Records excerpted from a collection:
****************************************

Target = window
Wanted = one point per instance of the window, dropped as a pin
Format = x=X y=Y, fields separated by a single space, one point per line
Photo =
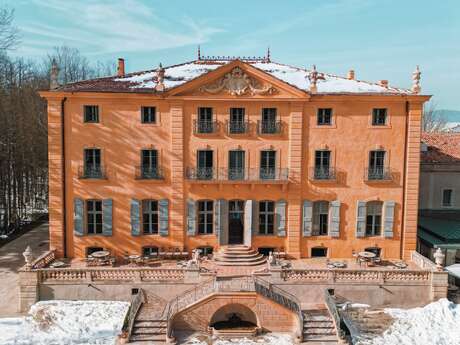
x=376 y=165
x=94 y=216
x=236 y=165
x=379 y=117
x=324 y=116
x=91 y=113
x=266 y=217
x=373 y=218
x=92 y=167
x=205 y=123
x=150 y=251
x=447 y=197
x=267 y=165
x=318 y=252
x=204 y=165
x=205 y=216
x=150 y=216
x=149 y=167
x=320 y=218
x=148 y=115
x=322 y=163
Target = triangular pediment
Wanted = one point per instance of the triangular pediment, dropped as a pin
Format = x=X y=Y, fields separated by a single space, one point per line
x=237 y=79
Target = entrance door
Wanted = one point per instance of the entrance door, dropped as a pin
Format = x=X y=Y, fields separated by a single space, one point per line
x=235 y=222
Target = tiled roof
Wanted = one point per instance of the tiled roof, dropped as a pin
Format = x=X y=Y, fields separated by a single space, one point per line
x=179 y=74
x=441 y=148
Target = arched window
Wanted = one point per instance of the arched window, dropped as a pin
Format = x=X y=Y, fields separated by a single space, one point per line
x=266 y=217
x=320 y=218
x=374 y=218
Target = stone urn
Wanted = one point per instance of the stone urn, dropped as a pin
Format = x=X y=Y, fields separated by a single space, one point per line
x=439 y=258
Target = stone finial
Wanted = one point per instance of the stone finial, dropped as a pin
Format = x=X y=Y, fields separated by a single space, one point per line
x=28 y=257
x=439 y=258
x=313 y=77
x=416 y=88
x=160 y=78
x=54 y=74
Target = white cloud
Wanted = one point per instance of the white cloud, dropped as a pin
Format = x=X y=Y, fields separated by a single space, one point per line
x=106 y=27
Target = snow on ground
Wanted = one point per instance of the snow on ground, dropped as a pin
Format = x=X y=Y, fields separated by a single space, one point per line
x=437 y=323
x=66 y=323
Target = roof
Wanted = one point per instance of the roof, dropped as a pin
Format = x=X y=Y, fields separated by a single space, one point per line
x=177 y=75
x=441 y=148
x=439 y=232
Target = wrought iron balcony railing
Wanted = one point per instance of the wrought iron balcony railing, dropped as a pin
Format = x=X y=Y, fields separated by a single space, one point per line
x=323 y=173
x=379 y=173
x=269 y=127
x=238 y=127
x=92 y=172
x=205 y=127
x=149 y=173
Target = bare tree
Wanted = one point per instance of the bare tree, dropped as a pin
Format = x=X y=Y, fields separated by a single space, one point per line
x=432 y=120
x=9 y=34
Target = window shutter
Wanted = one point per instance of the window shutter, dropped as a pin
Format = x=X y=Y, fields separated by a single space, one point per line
x=78 y=209
x=334 y=220
x=135 y=217
x=307 y=215
x=360 y=219
x=107 y=217
x=280 y=217
x=163 y=210
x=191 y=217
x=389 y=209
x=255 y=217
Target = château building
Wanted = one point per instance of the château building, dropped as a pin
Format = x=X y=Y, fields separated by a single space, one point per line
x=222 y=151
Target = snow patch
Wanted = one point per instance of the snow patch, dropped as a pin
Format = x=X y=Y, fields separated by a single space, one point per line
x=66 y=323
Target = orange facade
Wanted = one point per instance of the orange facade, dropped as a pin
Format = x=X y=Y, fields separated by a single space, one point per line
x=293 y=220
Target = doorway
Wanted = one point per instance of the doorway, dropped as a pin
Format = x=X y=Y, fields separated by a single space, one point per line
x=236 y=222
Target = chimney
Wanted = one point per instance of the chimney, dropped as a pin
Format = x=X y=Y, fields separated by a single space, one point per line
x=351 y=74
x=54 y=74
x=121 y=67
x=383 y=83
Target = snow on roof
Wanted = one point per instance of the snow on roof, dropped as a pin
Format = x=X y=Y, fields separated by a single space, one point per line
x=180 y=74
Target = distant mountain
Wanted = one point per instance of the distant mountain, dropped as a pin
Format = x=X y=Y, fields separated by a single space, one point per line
x=450 y=115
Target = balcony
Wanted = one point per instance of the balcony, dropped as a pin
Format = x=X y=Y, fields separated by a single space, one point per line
x=238 y=175
x=149 y=173
x=323 y=173
x=377 y=174
x=269 y=127
x=92 y=172
x=237 y=127
x=205 y=127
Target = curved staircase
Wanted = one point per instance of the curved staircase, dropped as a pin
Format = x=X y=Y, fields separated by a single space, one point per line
x=238 y=255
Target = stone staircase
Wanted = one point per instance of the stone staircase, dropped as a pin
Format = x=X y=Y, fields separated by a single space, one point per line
x=238 y=255
x=318 y=327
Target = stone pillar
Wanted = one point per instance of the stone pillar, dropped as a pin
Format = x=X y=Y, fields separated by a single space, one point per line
x=28 y=289
x=295 y=179
x=439 y=285
x=177 y=209
x=56 y=177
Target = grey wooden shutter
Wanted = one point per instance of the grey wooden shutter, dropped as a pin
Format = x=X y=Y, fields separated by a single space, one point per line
x=191 y=217
x=307 y=218
x=280 y=217
x=360 y=219
x=107 y=217
x=389 y=214
x=135 y=217
x=163 y=210
x=78 y=209
x=334 y=220
x=255 y=217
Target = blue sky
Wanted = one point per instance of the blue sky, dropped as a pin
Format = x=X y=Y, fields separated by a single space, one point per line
x=381 y=39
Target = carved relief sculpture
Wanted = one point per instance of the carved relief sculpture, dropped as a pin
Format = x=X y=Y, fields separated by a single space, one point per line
x=238 y=83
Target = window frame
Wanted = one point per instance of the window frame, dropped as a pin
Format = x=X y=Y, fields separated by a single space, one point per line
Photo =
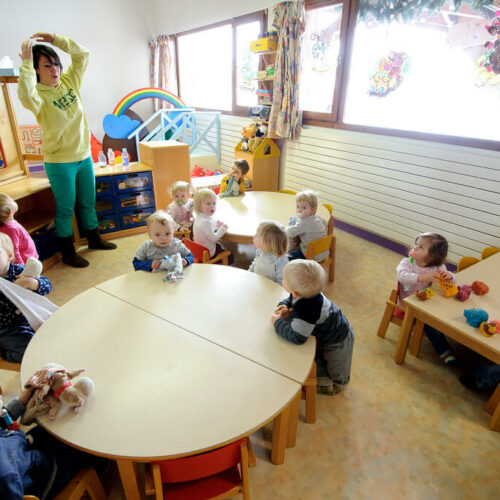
x=260 y=16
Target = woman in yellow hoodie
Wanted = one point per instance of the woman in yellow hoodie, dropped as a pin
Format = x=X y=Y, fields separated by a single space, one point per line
x=54 y=98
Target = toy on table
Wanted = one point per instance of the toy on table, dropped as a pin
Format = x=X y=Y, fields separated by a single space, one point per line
x=464 y=292
x=480 y=288
x=488 y=328
x=53 y=387
x=475 y=316
x=424 y=294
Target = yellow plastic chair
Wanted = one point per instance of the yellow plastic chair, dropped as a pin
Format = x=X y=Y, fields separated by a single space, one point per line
x=466 y=262
x=488 y=252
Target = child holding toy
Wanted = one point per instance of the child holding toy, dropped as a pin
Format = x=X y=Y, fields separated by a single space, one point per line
x=425 y=266
x=152 y=253
x=271 y=243
x=306 y=226
x=233 y=184
x=308 y=312
x=15 y=331
x=207 y=231
x=24 y=247
x=181 y=208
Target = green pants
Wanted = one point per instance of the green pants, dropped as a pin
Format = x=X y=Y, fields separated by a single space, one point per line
x=73 y=182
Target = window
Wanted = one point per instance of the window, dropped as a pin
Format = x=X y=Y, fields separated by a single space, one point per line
x=216 y=68
x=424 y=76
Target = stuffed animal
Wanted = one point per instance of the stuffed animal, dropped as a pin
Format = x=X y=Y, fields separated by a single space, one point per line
x=52 y=388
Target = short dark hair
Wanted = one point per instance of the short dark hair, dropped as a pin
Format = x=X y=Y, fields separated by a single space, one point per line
x=43 y=50
x=438 y=249
x=242 y=165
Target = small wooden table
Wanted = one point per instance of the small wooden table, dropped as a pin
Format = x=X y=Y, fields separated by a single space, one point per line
x=178 y=368
x=244 y=213
x=446 y=315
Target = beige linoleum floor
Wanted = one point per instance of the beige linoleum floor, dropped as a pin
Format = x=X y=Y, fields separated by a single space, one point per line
x=409 y=431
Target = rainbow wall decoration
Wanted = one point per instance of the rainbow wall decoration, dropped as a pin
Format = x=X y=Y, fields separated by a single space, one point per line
x=119 y=126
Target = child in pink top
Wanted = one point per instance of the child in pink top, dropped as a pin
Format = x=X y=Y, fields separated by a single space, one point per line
x=24 y=246
x=425 y=266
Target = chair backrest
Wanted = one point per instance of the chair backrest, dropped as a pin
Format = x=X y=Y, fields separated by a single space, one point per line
x=466 y=262
x=201 y=253
x=489 y=251
x=318 y=246
x=199 y=466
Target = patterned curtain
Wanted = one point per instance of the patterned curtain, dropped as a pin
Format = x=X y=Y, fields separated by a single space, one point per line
x=406 y=10
x=159 y=67
x=285 y=118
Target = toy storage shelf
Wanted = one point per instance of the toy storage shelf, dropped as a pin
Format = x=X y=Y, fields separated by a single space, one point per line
x=263 y=163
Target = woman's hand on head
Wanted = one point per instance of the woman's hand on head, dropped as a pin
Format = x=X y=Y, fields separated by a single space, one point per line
x=42 y=36
x=26 y=52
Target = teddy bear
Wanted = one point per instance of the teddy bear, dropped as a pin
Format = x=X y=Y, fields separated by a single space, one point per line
x=53 y=387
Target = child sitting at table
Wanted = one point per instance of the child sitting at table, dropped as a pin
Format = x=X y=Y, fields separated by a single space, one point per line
x=181 y=208
x=271 y=243
x=305 y=227
x=233 y=184
x=161 y=244
x=425 y=266
x=15 y=330
x=207 y=231
x=24 y=246
x=308 y=312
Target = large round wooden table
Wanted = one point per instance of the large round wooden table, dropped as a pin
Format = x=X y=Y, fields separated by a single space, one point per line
x=179 y=368
x=243 y=213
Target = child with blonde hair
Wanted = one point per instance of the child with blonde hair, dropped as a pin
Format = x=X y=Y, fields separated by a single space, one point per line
x=181 y=208
x=24 y=247
x=306 y=226
x=425 y=266
x=207 y=231
x=15 y=328
x=151 y=255
x=271 y=243
x=308 y=312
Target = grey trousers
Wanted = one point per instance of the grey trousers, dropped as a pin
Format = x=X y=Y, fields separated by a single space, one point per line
x=333 y=362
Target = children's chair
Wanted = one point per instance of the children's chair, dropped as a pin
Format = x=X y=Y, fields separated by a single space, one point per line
x=466 y=262
x=8 y=365
x=327 y=243
x=202 y=255
x=86 y=481
x=214 y=474
x=488 y=252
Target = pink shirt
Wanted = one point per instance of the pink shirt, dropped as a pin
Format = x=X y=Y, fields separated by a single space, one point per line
x=24 y=246
x=408 y=274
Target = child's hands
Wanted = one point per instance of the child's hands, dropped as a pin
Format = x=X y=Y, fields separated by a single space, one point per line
x=27 y=283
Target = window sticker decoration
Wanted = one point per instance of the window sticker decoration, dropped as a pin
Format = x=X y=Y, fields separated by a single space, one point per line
x=389 y=74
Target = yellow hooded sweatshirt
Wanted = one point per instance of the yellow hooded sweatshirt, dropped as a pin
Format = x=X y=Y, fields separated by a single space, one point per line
x=59 y=110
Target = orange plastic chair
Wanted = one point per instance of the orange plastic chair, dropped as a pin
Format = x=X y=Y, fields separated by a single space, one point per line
x=488 y=252
x=214 y=474
x=466 y=262
x=202 y=255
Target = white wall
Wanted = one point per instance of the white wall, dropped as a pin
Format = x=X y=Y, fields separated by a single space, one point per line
x=115 y=31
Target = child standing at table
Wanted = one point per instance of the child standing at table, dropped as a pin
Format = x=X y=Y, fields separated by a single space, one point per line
x=150 y=254
x=425 y=266
x=15 y=331
x=271 y=243
x=233 y=183
x=181 y=208
x=308 y=312
x=305 y=227
x=207 y=231
x=24 y=247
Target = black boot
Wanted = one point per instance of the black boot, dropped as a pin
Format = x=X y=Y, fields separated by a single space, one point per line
x=70 y=257
x=97 y=243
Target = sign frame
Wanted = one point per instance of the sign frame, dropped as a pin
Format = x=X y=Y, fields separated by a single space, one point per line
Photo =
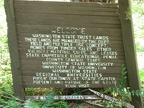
x=128 y=41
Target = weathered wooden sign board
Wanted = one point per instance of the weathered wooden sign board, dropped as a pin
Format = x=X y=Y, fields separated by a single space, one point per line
x=70 y=45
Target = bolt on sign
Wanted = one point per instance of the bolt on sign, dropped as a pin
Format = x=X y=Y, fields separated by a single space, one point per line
x=70 y=44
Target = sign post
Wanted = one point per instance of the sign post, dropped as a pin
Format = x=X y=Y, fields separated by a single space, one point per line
x=69 y=45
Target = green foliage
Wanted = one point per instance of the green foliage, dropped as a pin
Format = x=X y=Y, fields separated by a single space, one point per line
x=12 y=104
x=60 y=104
x=31 y=104
x=141 y=73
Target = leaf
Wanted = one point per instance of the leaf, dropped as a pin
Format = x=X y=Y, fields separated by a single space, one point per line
x=31 y=104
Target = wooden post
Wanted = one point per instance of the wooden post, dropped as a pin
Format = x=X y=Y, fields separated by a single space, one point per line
x=13 y=48
x=129 y=47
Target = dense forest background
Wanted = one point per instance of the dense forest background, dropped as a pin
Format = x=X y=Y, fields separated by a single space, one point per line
x=6 y=89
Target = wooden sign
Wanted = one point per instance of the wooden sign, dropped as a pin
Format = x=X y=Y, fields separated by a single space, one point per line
x=69 y=45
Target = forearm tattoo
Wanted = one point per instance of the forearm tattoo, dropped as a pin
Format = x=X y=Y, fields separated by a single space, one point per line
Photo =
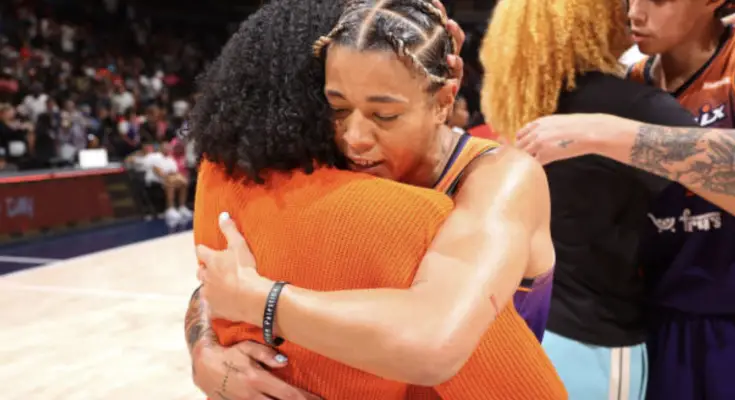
x=700 y=158
x=197 y=325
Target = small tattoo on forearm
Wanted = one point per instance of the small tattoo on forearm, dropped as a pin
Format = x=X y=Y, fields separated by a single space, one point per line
x=494 y=303
x=196 y=323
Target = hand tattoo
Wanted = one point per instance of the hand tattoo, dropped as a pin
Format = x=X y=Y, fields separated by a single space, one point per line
x=700 y=158
x=197 y=324
x=223 y=387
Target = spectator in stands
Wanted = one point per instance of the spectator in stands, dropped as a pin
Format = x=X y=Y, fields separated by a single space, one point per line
x=35 y=102
x=121 y=99
x=128 y=138
x=45 y=146
x=72 y=136
x=161 y=168
x=155 y=128
x=16 y=137
x=5 y=166
x=104 y=128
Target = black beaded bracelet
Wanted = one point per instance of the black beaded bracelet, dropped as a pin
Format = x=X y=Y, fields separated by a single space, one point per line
x=269 y=315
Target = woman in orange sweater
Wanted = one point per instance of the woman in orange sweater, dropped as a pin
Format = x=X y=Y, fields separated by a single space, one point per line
x=383 y=116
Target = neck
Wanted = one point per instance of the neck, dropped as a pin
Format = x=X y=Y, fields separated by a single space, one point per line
x=683 y=61
x=436 y=159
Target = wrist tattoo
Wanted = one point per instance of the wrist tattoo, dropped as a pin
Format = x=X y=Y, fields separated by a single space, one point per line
x=197 y=325
x=223 y=388
x=494 y=303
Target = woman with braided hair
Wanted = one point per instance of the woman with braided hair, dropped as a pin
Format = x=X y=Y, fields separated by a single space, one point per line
x=390 y=89
x=688 y=254
x=545 y=57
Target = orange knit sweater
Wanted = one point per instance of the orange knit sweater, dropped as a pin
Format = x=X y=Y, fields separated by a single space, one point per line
x=335 y=230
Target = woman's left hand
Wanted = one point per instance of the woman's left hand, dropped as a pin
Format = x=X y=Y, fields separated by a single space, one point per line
x=231 y=285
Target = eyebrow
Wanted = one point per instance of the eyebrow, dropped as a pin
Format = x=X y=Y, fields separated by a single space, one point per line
x=372 y=99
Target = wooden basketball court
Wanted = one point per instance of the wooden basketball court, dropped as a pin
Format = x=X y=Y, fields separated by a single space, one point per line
x=104 y=326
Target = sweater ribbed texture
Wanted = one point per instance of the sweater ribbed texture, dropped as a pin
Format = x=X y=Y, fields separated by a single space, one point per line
x=336 y=230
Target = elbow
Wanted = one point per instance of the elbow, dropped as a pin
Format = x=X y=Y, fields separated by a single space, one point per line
x=432 y=359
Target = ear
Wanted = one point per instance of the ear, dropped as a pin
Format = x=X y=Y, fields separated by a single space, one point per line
x=444 y=100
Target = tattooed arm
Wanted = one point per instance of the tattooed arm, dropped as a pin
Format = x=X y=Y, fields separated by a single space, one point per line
x=197 y=326
x=668 y=144
x=701 y=159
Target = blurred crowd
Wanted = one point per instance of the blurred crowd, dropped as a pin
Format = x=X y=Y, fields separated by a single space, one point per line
x=101 y=76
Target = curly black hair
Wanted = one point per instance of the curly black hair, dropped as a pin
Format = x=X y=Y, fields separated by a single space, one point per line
x=262 y=105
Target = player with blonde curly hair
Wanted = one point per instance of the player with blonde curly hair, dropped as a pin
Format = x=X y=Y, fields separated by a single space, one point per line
x=545 y=57
x=541 y=47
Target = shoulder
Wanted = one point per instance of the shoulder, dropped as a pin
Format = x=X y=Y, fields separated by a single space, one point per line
x=504 y=180
x=654 y=106
x=507 y=164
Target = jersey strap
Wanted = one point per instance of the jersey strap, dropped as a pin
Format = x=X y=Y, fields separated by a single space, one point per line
x=471 y=149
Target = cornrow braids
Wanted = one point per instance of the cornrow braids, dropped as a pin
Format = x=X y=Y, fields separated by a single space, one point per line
x=324 y=41
x=414 y=29
x=411 y=60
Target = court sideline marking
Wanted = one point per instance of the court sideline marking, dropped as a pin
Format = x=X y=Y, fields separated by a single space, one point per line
x=120 y=294
x=28 y=260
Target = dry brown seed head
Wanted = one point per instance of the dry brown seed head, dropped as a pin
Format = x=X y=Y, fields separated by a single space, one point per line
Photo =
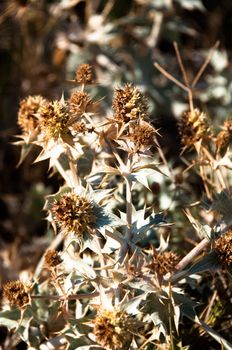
x=16 y=292
x=113 y=329
x=54 y=119
x=79 y=127
x=79 y=103
x=223 y=248
x=224 y=137
x=52 y=258
x=84 y=74
x=142 y=135
x=129 y=104
x=28 y=113
x=164 y=263
x=74 y=213
x=194 y=126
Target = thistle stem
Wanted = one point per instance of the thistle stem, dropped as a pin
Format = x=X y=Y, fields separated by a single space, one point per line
x=62 y=172
x=69 y=297
x=128 y=208
x=73 y=169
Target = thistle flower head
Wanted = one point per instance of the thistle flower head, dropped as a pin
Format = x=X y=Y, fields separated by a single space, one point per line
x=52 y=258
x=54 y=119
x=79 y=127
x=142 y=136
x=84 y=74
x=223 y=248
x=113 y=329
x=16 y=292
x=79 y=103
x=194 y=127
x=29 y=108
x=129 y=104
x=74 y=213
x=224 y=136
x=164 y=262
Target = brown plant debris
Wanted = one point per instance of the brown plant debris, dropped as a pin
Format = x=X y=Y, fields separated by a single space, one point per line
x=28 y=111
x=194 y=126
x=52 y=258
x=79 y=103
x=142 y=135
x=16 y=292
x=224 y=136
x=113 y=329
x=54 y=119
x=129 y=104
x=223 y=248
x=84 y=74
x=164 y=262
x=74 y=213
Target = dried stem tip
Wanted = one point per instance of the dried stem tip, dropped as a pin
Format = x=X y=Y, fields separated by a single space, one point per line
x=224 y=137
x=129 y=104
x=84 y=74
x=142 y=136
x=52 y=258
x=194 y=127
x=28 y=113
x=164 y=263
x=79 y=103
x=74 y=213
x=223 y=248
x=54 y=119
x=16 y=292
x=113 y=329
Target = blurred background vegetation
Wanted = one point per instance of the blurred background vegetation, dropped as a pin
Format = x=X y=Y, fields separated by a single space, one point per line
x=41 y=44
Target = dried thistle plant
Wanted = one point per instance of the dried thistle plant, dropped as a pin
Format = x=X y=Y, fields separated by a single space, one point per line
x=106 y=221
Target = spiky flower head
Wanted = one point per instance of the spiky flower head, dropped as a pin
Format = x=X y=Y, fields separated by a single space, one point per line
x=79 y=103
x=52 y=258
x=79 y=127
x=17 y=293
x=142 y=136
x=224 y=137
x=28 y=113
x=129 y=104
x=54 y=119
x=74 y=213
x=194 y=126
x=113 y=329
x=164 y=262
x=223 y=248
x=84 y=74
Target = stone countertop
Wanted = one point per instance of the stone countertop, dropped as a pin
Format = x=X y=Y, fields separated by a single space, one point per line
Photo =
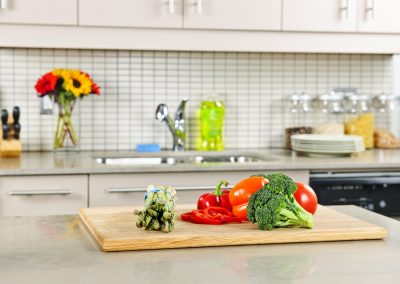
x=56 y=250
x=48 y=163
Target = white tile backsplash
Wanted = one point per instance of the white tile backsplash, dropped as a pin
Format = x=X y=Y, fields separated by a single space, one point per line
x=133 y=83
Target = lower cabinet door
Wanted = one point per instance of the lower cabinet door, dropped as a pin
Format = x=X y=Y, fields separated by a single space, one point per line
x=43 y=195
x=129 y=189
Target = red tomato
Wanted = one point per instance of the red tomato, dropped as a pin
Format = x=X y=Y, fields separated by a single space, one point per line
x=306 y=197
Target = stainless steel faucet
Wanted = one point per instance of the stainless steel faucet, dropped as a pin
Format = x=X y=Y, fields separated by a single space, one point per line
x=175 y=126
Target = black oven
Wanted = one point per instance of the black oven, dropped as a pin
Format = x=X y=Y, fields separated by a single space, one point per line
x=379 y=192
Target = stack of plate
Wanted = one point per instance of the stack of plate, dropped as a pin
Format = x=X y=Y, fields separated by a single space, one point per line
x=332 y=145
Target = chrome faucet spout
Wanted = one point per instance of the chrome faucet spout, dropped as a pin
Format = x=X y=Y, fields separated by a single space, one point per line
x=177 y=126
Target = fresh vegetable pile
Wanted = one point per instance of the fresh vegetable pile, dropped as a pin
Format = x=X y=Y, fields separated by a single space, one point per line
x=275 y=206
x=158 y=213
x=210 y=216
x=270 y=201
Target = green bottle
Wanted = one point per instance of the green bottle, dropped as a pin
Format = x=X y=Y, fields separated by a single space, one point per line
x=211 y=125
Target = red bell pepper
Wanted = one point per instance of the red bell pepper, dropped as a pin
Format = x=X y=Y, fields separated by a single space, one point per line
x=219 y=198
x=240 y=194
x=210 y=216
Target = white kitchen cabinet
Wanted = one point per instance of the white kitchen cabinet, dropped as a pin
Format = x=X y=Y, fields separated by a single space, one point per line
x=131 y=13
x=43 y=195
x=129 y=189
x=231 y=15
x=44 y=12
x=381 y=16
x=320 y=16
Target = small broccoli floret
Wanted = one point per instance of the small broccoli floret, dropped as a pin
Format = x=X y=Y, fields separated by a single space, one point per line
x=273 y=209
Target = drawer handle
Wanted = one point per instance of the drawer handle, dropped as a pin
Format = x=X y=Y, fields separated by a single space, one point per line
x=199 y=7
x=40 y=192
x=344 y=8
x=178 y=188
x=369 y=10
x=3 y=4
x=171 y=7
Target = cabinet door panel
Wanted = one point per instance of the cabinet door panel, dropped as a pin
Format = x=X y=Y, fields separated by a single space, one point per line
x=231 y=15
x=131 y=13
x=320 y=15
x=129 y=189
x=379 y=16
x=47 y=12
x=43 y=195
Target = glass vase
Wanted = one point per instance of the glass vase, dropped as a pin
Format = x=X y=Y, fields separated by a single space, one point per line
x=65 y=136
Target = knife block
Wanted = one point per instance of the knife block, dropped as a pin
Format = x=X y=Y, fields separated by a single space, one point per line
x=11 y=147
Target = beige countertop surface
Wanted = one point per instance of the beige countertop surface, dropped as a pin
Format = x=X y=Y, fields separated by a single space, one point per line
x=48 y=163
x=54 y=249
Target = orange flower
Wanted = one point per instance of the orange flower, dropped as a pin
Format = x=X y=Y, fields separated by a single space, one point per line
x=46 y=84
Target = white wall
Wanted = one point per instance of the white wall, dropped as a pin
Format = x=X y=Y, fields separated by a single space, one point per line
x=133 y=83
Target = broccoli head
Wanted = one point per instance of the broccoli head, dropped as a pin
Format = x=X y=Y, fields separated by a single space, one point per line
x=271 y=209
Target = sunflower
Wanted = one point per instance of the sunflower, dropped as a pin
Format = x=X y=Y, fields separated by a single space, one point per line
x=78 y=83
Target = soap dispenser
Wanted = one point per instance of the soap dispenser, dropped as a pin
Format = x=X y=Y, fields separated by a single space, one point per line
x=211 y=116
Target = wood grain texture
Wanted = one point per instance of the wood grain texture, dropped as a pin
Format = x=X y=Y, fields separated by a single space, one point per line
x=114 y=229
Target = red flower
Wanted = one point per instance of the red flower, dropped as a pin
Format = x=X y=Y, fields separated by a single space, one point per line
x=95 y=89
x=47 y=83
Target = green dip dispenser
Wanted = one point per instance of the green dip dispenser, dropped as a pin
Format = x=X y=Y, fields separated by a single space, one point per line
x=211 y=115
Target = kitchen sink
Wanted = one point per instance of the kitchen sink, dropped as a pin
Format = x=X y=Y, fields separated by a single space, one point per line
x=172 y=160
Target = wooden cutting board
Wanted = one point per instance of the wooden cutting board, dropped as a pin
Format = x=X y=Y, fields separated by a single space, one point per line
x=114 y=229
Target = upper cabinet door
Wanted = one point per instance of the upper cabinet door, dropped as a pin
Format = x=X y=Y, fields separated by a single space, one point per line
x=320 y=15
x=232 y=14
x=42 y=12
x=131 y=13
x=379 y=16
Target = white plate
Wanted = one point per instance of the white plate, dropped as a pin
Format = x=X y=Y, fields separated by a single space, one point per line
x=318 y=138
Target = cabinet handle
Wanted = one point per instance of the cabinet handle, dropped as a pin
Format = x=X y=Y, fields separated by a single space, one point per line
x=370 y=9
x=199 y=7
x=344 y=8
x=178 y=188
x=3 y=4
x=171 y=7
x=40 y=192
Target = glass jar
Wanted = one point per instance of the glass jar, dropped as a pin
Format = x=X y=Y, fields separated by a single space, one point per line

****************************************

ASSIGNED TASK: Given the data above, which lines hold the string "neck"? Return them.

TASK ANSWER:
Target = neck
Wanted = one point per instance of the neck, dropped as a pin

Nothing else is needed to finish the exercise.